What to produce: Copy out each of the entries below word for word, reproducing every line without any change.

Data for processing:
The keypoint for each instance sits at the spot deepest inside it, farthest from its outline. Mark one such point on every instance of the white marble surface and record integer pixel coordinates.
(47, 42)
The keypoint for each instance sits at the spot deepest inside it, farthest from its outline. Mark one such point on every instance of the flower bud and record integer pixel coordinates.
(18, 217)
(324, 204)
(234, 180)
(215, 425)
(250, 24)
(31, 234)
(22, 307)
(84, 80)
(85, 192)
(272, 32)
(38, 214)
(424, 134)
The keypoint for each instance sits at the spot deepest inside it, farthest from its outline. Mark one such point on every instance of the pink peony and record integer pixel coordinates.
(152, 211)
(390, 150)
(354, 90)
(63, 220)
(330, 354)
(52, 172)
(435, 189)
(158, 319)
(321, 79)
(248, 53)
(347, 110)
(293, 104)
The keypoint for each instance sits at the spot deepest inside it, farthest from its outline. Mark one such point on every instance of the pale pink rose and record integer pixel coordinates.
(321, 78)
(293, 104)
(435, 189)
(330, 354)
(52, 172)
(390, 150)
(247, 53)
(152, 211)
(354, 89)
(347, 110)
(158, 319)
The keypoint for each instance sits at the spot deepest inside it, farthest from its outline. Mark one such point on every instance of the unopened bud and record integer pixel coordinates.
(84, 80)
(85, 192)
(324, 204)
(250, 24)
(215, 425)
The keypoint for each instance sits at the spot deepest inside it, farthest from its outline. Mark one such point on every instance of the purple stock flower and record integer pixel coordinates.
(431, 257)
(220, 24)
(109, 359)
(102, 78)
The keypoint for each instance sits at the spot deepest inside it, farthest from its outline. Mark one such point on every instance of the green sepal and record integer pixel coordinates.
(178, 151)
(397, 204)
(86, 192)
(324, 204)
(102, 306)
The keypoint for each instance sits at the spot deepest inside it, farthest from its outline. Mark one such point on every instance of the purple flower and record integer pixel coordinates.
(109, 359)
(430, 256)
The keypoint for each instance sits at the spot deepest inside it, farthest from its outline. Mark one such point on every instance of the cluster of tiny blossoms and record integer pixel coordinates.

Task result:
The keypoint for each instance sits at the spot deepest inside it, farthest from its outline. Mark one such point on every instance of the white marble surface and record integer pixel coordinates.
(47, 42)
The keypoint for each instance sits at the spot deepest inside it, farthest from its outline. Mark one such point on every instance of the flower bud and record integer pixel coordinates.
(18, 217)
(324, 204)
(234, 180)
(215, 425)
(250, 24)
(31, 234)
(22, 307)
(84, 80)
(85, 192)
(272, 32)
(38, 214)
(424, 134)
The keypoint for each instance sits at the spot deepest inside it, farthest from its outline. Mark one such point on every instance of the pink peony and record integer pixel coordinates.
(152, 211)
(390, 150)
(354, 90)
(63, 220)
(330, 354)
(52, 172)
(435, 189)
(158, 319)
(321, 79)
(248, 53)
(347, 110)
(293, 104)
The keypoint for each instance sits at the spot deepest inside it, farthest from its outline. Mark one such point on every instance of the pale pink rose and record integer pixel coordinates.
(321, 78)
(293, 104)
(435, 189)
(330, 354)
(52, 172)
(390, 150)
(247, 53)
(152, 211)
(354, 89)
(347, 110)
(158, 319)
The keypoint for each instance sits at the spot deepest inside it, farthest from its outline. Mark one such point on every instance of the unopened bud and record integer pixel coordinates.
(84, 80)
(85, 192)
(324, 204)
(250, 24)
(215, 425)
The keypoint for each instance sits at the spot deepest inside it, farthest from its outline. Mark one such point on every instance of the purple stock flower and record integer pixel coordinates.
(431, 257)
(220, 24)
(109, 359)
(102, 78)
The keypoint for each instance sits at the spot deepest inside it, farthest from its outline. Mark one such point on every instance of the green sepal and record integer pixel coordinates.
(178, 151)
(397, 204)
(86, 192)
(324, 204)
(102, 306)
The keypoint for each instance sits at the spot deepest inside it, farthest from its outline. Mark one such point on every instance of the purple flower and record integer pixel coordinates.
(109, 359)
(430, 256)
The keypoint for each instance sits at the spot deepest inside it, farthest from its outline. Mark one such point on every instance of the cluster of tiny blossoms and record integer pixel coordinates.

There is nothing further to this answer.